-- The records start --

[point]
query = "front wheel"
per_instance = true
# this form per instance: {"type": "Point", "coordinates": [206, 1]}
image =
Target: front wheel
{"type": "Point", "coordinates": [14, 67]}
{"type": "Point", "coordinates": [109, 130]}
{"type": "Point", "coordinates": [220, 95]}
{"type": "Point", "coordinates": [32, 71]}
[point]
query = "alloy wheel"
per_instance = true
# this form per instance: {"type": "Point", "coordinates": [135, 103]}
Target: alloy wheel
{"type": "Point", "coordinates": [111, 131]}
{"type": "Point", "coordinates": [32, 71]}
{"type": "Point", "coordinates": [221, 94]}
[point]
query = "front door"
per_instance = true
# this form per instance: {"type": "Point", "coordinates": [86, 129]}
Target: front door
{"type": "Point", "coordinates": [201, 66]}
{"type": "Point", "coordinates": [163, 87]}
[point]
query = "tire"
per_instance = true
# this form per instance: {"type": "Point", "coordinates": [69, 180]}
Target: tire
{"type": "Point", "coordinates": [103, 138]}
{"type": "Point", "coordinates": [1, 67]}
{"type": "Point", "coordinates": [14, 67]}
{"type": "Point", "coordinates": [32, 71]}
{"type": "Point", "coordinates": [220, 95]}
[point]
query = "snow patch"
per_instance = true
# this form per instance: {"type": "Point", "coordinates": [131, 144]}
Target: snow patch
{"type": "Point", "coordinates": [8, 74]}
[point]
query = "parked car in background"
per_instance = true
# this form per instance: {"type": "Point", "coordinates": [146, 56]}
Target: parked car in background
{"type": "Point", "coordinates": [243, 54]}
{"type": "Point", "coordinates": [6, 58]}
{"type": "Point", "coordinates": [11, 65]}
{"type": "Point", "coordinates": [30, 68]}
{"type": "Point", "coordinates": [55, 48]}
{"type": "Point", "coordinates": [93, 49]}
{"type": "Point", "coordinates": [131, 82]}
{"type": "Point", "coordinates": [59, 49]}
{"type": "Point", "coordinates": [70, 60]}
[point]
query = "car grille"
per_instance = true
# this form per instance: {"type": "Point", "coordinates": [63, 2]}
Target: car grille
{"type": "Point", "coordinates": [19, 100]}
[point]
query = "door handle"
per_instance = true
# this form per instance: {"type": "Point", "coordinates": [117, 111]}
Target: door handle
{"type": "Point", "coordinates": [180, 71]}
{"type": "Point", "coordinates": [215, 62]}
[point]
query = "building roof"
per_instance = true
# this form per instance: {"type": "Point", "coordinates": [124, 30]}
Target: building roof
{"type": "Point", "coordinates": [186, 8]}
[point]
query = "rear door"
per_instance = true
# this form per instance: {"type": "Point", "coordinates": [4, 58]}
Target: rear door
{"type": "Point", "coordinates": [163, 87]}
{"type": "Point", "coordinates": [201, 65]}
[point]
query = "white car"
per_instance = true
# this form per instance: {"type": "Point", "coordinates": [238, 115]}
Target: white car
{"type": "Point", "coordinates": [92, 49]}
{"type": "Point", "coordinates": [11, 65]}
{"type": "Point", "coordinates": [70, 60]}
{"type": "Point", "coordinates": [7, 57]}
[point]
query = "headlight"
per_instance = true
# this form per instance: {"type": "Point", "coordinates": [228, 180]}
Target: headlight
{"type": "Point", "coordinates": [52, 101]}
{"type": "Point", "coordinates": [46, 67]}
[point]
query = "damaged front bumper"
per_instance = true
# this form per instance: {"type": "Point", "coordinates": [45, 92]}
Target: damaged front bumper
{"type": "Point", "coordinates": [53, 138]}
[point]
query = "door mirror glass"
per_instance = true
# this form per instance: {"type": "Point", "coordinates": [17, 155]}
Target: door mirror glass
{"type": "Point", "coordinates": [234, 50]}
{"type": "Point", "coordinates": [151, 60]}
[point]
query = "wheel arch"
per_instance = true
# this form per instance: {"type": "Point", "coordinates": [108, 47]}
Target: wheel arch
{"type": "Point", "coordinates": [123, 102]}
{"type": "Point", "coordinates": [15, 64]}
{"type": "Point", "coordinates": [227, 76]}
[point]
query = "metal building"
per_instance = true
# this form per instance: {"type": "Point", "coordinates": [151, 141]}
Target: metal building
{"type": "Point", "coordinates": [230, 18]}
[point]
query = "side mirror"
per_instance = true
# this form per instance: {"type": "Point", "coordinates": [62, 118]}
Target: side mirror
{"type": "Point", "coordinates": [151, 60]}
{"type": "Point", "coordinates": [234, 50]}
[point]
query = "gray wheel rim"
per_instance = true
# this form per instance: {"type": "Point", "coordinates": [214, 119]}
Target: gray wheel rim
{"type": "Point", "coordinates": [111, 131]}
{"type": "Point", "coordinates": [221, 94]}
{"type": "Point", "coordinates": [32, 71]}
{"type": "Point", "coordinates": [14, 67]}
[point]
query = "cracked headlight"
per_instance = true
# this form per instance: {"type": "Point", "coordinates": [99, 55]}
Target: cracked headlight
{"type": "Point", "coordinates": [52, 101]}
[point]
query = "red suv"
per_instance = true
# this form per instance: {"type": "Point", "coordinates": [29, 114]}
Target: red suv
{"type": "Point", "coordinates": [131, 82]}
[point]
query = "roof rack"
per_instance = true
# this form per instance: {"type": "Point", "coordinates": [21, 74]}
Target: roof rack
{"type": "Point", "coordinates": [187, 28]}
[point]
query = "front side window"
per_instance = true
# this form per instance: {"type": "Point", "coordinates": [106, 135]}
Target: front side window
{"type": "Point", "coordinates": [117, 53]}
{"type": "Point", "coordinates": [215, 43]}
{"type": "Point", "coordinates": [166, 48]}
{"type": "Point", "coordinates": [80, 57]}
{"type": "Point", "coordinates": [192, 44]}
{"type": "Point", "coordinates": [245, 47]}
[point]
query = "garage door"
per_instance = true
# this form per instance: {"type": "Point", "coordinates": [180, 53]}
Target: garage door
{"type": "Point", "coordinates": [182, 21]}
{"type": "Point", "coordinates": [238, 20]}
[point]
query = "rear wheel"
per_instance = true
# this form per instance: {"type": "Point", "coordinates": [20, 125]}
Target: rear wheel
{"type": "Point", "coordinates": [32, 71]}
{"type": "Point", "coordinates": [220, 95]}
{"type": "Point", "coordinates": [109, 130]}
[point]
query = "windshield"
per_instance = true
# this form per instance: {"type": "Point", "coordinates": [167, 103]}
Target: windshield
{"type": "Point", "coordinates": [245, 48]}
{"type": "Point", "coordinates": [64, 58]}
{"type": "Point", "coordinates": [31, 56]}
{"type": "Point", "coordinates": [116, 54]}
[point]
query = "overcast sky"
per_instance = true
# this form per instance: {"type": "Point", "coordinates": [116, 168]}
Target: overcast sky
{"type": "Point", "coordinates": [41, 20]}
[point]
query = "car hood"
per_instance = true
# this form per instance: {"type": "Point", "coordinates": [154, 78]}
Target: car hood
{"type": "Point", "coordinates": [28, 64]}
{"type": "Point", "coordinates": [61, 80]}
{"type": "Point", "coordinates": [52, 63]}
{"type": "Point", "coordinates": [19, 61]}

-- The records end --
-- The records start --

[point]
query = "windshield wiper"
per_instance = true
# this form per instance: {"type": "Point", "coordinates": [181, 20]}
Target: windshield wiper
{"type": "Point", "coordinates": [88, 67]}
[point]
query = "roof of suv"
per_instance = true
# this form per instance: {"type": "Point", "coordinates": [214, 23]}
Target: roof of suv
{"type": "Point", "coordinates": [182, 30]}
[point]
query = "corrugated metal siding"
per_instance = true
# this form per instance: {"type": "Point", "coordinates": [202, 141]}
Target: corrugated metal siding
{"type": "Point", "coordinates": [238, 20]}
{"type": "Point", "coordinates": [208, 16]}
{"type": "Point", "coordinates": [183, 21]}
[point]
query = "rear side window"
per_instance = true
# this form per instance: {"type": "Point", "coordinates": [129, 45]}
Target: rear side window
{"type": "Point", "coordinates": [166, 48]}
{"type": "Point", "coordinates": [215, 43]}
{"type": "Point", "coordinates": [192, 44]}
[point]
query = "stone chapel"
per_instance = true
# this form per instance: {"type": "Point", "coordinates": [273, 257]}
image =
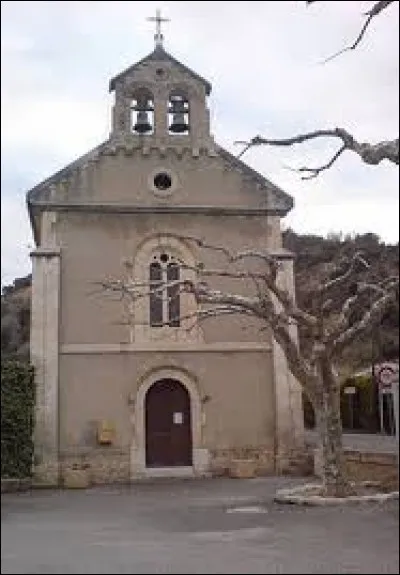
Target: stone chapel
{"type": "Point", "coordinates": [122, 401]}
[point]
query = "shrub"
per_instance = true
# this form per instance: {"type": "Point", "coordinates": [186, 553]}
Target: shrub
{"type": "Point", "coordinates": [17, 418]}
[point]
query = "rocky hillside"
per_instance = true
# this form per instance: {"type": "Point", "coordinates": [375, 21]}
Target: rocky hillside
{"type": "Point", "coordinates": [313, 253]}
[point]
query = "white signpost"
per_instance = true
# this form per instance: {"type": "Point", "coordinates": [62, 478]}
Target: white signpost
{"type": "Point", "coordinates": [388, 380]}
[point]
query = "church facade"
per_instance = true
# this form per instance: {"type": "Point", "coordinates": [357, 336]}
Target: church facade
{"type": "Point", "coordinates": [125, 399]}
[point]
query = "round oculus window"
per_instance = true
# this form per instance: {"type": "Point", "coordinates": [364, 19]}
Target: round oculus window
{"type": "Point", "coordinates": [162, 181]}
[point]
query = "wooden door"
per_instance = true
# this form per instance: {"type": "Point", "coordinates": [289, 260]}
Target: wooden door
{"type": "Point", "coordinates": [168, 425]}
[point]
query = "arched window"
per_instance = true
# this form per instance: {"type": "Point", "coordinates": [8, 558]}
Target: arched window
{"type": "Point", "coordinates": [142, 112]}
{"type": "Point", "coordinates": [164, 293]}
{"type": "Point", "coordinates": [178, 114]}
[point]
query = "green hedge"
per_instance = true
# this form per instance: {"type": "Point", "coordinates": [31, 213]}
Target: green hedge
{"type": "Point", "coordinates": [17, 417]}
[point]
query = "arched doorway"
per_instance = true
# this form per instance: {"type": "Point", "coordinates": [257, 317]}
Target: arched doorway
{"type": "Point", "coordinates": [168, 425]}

-- The records end --
-- The records start --

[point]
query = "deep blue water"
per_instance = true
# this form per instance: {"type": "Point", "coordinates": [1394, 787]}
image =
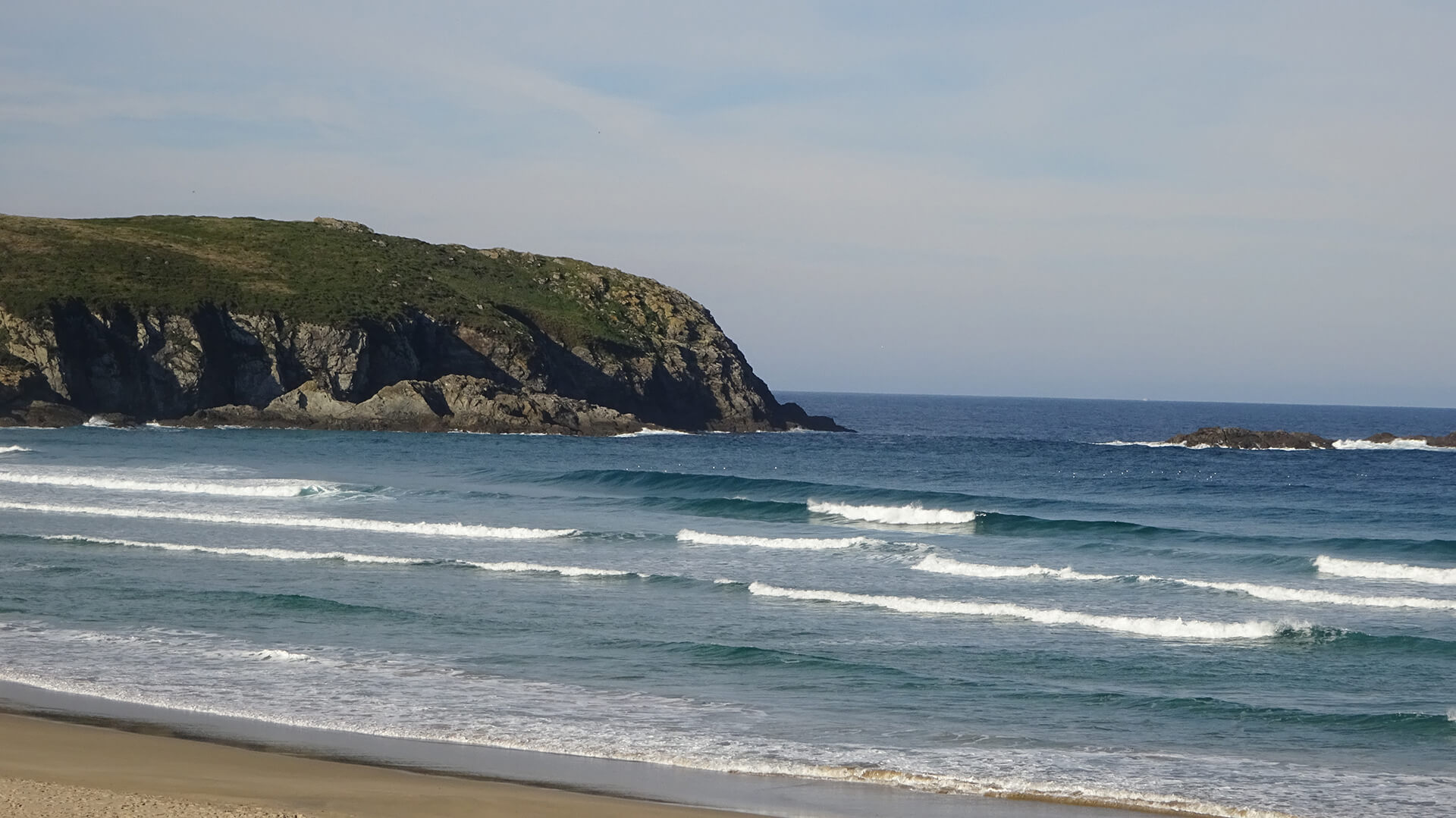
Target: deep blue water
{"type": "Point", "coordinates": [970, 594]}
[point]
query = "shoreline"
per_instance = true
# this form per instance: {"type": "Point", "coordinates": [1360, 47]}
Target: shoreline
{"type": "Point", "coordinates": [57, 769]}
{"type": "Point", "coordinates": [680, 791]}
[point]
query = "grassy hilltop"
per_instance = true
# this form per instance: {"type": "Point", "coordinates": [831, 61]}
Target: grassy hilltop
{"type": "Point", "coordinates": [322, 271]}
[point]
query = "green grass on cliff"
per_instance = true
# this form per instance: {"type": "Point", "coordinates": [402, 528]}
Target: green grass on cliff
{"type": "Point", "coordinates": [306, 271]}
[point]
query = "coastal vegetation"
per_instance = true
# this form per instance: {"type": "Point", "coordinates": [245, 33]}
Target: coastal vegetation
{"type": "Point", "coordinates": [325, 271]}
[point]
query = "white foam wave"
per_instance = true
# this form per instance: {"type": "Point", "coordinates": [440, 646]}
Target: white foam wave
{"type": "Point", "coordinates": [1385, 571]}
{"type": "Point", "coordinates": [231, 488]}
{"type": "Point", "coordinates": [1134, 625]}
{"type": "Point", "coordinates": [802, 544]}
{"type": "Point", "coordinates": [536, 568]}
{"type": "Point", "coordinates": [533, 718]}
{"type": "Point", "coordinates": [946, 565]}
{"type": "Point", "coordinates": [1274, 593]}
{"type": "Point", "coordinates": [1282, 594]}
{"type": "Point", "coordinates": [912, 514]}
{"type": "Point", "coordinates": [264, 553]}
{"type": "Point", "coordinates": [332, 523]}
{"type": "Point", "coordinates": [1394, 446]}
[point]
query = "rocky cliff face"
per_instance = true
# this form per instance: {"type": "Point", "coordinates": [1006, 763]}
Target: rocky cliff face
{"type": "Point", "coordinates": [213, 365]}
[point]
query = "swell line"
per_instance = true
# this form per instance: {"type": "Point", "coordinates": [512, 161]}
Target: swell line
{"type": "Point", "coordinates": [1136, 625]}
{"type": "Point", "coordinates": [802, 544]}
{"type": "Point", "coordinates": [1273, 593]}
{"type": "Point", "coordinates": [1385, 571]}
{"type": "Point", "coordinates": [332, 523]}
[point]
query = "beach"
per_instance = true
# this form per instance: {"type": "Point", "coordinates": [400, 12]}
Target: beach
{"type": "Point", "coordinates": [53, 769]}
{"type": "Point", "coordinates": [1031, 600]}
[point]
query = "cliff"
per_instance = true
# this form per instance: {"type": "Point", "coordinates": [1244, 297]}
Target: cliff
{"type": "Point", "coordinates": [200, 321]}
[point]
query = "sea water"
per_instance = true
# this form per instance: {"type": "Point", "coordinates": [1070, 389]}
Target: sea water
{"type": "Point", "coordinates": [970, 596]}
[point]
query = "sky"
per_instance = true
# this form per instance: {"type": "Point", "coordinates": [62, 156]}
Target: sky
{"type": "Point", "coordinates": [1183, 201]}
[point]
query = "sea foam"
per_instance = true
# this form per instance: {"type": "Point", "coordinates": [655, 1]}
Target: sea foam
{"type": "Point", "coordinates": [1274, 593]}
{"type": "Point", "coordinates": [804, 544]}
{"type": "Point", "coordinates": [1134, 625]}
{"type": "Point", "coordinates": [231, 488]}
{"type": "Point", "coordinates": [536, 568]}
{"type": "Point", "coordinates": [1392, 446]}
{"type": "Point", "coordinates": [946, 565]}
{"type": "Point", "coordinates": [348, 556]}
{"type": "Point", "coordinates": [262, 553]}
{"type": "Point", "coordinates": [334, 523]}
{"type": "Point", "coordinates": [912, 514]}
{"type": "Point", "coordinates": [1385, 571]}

-- The records end --

Short problem. Pull out every line in the listing above that contains the word "foam", and copy each of those lines in full.

Answer in full.
query = "white foam wave"
Target: white foam wave
query = "sea foam"
Target: sea foam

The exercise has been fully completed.